Work instructions => An exact copy of all the entries is needed, with no images in it.

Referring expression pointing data
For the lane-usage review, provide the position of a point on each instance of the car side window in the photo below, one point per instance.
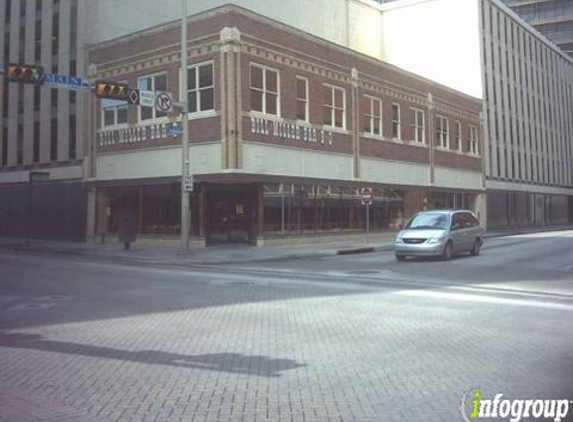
(457, 222)
(470, 220)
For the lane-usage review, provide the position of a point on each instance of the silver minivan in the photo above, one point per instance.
(439, 233)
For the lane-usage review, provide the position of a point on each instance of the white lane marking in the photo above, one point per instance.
(485, 299)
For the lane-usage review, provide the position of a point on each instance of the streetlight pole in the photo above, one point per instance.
(185, 210)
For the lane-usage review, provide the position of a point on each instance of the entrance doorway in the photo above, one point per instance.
(231, 214)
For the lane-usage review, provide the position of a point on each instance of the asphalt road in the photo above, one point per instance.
(345, 338)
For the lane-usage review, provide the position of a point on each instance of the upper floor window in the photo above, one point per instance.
(113, 112)
(372, 116)
(264, 90)
(419, 126)
(334, 110)
(201, 89)
(302, 98)
(473, 141)
(458, 136)
(396, 122)
(442, 132)
(157, 82)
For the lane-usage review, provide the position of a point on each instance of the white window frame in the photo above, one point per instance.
(155, 118)
(473, 139)
(397, 122)
(265, 69)
(373, 117)
(198, 90)
(116, 105)
(306, 100)
(442, 132)
(333, 89)
(458, 135)
(419, 125)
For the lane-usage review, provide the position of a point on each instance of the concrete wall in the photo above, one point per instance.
(438, 39)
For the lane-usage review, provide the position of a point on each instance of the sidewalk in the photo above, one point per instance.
(159, 254)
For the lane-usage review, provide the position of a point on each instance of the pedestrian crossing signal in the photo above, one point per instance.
(112, 90)
(25, 73)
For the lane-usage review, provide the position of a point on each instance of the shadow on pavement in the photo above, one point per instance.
(223, 362)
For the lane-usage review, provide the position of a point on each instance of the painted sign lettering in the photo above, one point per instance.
(133, 135)
(289, 130)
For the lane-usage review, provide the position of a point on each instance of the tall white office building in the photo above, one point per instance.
(41, 128)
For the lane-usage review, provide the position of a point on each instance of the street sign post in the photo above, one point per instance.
(367, 200)
(175, 129)
(366, 196)
(133, 96)
(189, 183)
(164, 102)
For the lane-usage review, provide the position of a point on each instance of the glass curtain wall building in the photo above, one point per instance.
(553, 18)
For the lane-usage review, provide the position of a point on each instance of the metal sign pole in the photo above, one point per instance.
(367, 223)
(185, 209)
(29, 231)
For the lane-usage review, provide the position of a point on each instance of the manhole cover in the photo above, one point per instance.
(8, 298)
(363, 272)
(238, 283)
(32, 306)
(54, 298)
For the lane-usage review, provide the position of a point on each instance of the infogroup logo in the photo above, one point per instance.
(474, 407)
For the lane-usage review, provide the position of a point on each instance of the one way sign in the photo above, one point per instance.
(133, 97)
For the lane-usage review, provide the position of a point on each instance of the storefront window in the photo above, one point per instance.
(156, 209)
(309, 209)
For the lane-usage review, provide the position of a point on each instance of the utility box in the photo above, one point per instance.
(126, 230)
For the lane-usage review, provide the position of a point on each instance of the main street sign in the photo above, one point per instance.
(39, 176)
(146, 98)
(72, 83)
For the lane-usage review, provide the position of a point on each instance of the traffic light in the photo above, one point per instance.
(25, 73)
(112, 90)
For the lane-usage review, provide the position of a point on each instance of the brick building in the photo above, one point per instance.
(285, 129)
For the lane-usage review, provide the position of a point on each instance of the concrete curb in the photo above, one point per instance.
(323, 251)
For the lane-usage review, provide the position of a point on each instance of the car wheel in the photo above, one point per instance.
(448, 252)
(476, 248)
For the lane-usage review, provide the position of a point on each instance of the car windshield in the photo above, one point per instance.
(429, 221)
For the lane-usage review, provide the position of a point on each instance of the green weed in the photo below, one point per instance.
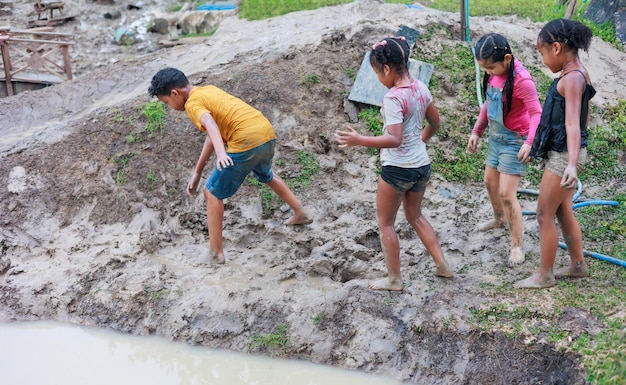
(154, 112)
(309, 168)
(309, 79)
(273, 343)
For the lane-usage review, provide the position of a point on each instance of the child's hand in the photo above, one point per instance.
(472, 143)
(224, 161)
(570, 178)
(524, 154)
(347, 138)
(192, 185)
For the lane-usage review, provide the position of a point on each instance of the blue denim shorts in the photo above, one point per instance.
(224, 183)
(406, 179)
(502, 154)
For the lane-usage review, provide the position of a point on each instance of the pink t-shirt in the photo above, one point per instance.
(525, 107)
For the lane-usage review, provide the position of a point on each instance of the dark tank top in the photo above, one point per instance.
(551, 133)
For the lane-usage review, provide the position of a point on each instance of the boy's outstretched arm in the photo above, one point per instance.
(207, 150)
(432, 117)
(213, 132)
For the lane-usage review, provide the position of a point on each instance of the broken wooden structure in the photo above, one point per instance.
(33, 59)
(45, 14)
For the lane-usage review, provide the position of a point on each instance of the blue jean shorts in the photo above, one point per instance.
(406, 179)
(224, 183)
(502, 154)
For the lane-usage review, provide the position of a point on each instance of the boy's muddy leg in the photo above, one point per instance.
(300, 217)
(215, 217)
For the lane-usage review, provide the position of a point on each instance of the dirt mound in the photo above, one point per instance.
(97, 228)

Answer to the problem =>
For the lane-usage review, provide the position of a point on each instance of the car side window in the photo below, one point per instance.
(457, 222)
(470, 220)
For the lane-usage review, provide the position of a point on each instance of the silver minivan in the photo above, one point per instance.
(439, 233)
For the lane-usage review, provide the position of a point on each instance of the white lane marking in the photo above, one point per instance.
(485, 299)
For the lane-usage review, provide the position of a point on each instance of the streetlight pole in the photo above, one point per instance.
(185, 210)
For the lane-usage review, provide the position of a point on each instance of the entrance doorway in the photo above, one point per instance.
(231, 214)
For the lane-usage review, provide the position of a point on each instance of the asphalt road in the photo above, one point per instance.
(345, 338)
For the lane-usage review, provide the position of a point on each instance of the upper floor window in the photo above, one point per instance.
(113, 112)
(372, 116)
(264, 90)
(419, 126)
(334, 110)
(201, 89)
(302, 98)
(473, 141)
(458, 136)
(396, 122)
(442, 132)
(157, 82)
For the lane-usage review, provide the position of a point on each instance of the white window frame in the photo above, one point per instance.
(155, 118)
(473, 139)
(397, 122)
(265, 69)
(373, 117)
(198, 90)
(116, 105)
(306, 100)
(442, 132)
(333, 89)
(458, 135)
(419, 125)
For the lane-usage review, provide the position of a point on each instance of the concrete wall in the photo above, one point per instance.
(438, 39)
For the lane-usage review, provide the position of a point on each instance of the sidewalk in the photo above, one point per instance.
(159, 254)
For the lane-usage review, provide the position of a point on each instance of the pedestrian crossing signal in the photo above, one point per instance.
(112, 90)
(25, 73)
For the lane-usage review, provide the position of a point on each instance of the shadow on pavement in the photo above, one point per instance.
(223, 362)
For the lane-usage review, provide the position of a point on each instance of the painted sign lettering in the photo above, one point per instance.
(133, 135)
(289, 130)
For the lane-usage review, provide the position of a point on each instance of the tall white office building in the photo above, one point per instance.
(41, 128)
For the lane-usage review, provide the position of a point on each instance of the street sign post in the photo above, one point per instance.
(367, 200)
(175, 129)
(366, 196)
(133, 96)
(189, 183)
(164, 102)
For the lane-usage review, provide the position of a point on each instance of the glass curtain wall building in the photo above, one point per instance.
(553, 18)
For the lane-usage review, provide the position of a point on each instance of the metal sign pole in the photo above, one point per instance.
(367, 223)
(185, 209)
(29, 231)
For the lane-usage review, provide the position of a point on each instance of the manhole cover in the photo above, one point per instance.
(8, 298)
(363, 272)
(238, 283)
(32, 306)
(54, 298)
For the lane-usage review, provide the position of a point on each instance of the infogroup logo in the photo above, one point per instance.
(474, 407)
For the lane-usage review, provide the position of a point on each instance of the one way sign in the photo above, one point per instance.
(133, 97)
For the lane-usage review, provide the position of a point on each instance of the storefront window in the photo above, one point per instance.
(156, 209)
(309, 209)
For the lane-usage review, provide the position of a point on each instance of the utility box in the photo above, one point per instance.
(126, 230)
For the lane-usage review, provide the position of a point on each instance of the main street sign in the photo above, one point per instance.
(39, 176)
(146, 98)
(72, 83)
For the lane-usage review, provide the position of a point on each instance of the traffic light in the photo above, one point per instance.
(25, 73)
(112, 90)
For the lane-usage review, provide the position of a point on each instance of the brick building in the photo above, one point per instance.
(285, 129)
For the lane-usage review, provide the position of a point on each instance of the concrete curb in the photo above, one point per instance.
(323, 251)
For the lane-usage review, provide the position of a point on each instance of the car wheel in the photo above, one point per instance.
(448, 252)
(476, 248)
For the lane-usage review, provide the position of a point on each instance of the car windshield in the photo above, one point per instance.
(429, 221)
For the lane-usage review, provide the position of a point on each instance of the green weed in the photo below, one point per instance.
(154, 112)
(309, 168)
(309, 79)
(273, 343)
For the lane-usage review, provide the position of a point on each instance of the child's hand in the photo above, one point per instance.
(472, 143)
(224, 161)
(570, 178)
(524, 154)
(347, 138)
(192, 185)
For the lane-usage review, provide the position of a point on each instance of the blue denim shorts in the photo above, one point per instance.
(224, 183)
(406, 179)
(502, 154)
For the lane-usage review, provide the position of a point on each instance of the pink t-shirt in the photo above, one point per instance.
(525, 107)
For the lane-usage review, provide the position of a point on each instance of the dark tank top in the photo above, one point per instance.
(551, 133)
For the lane-usage review, provide the position of a point on each instance of the boy's outstretched arm in the photo above, one point per instance.
(207, 150)
(432, 117)
(213, 132)
For the lane-usage review, provide the position of a point on each instance of the broken wooden structure in the photo above, one point per instance.
(33, 59)
(45, 14)
For the lane-usage review, provide the position of a point on each instance of the blue jean shorts in the photo above, one point per instance.
(406, 179)
(224, 183)
(502, 154)
For the lane-usage review, provide the position of a point on each instance of the boy's muddy leg in the photo above, one point per instance.
(300, 217)
(215, 217)
For the lane-usage review, provide the position of a point on each instance of the dirt mound in the photo above, one point per instance.
(97, 228)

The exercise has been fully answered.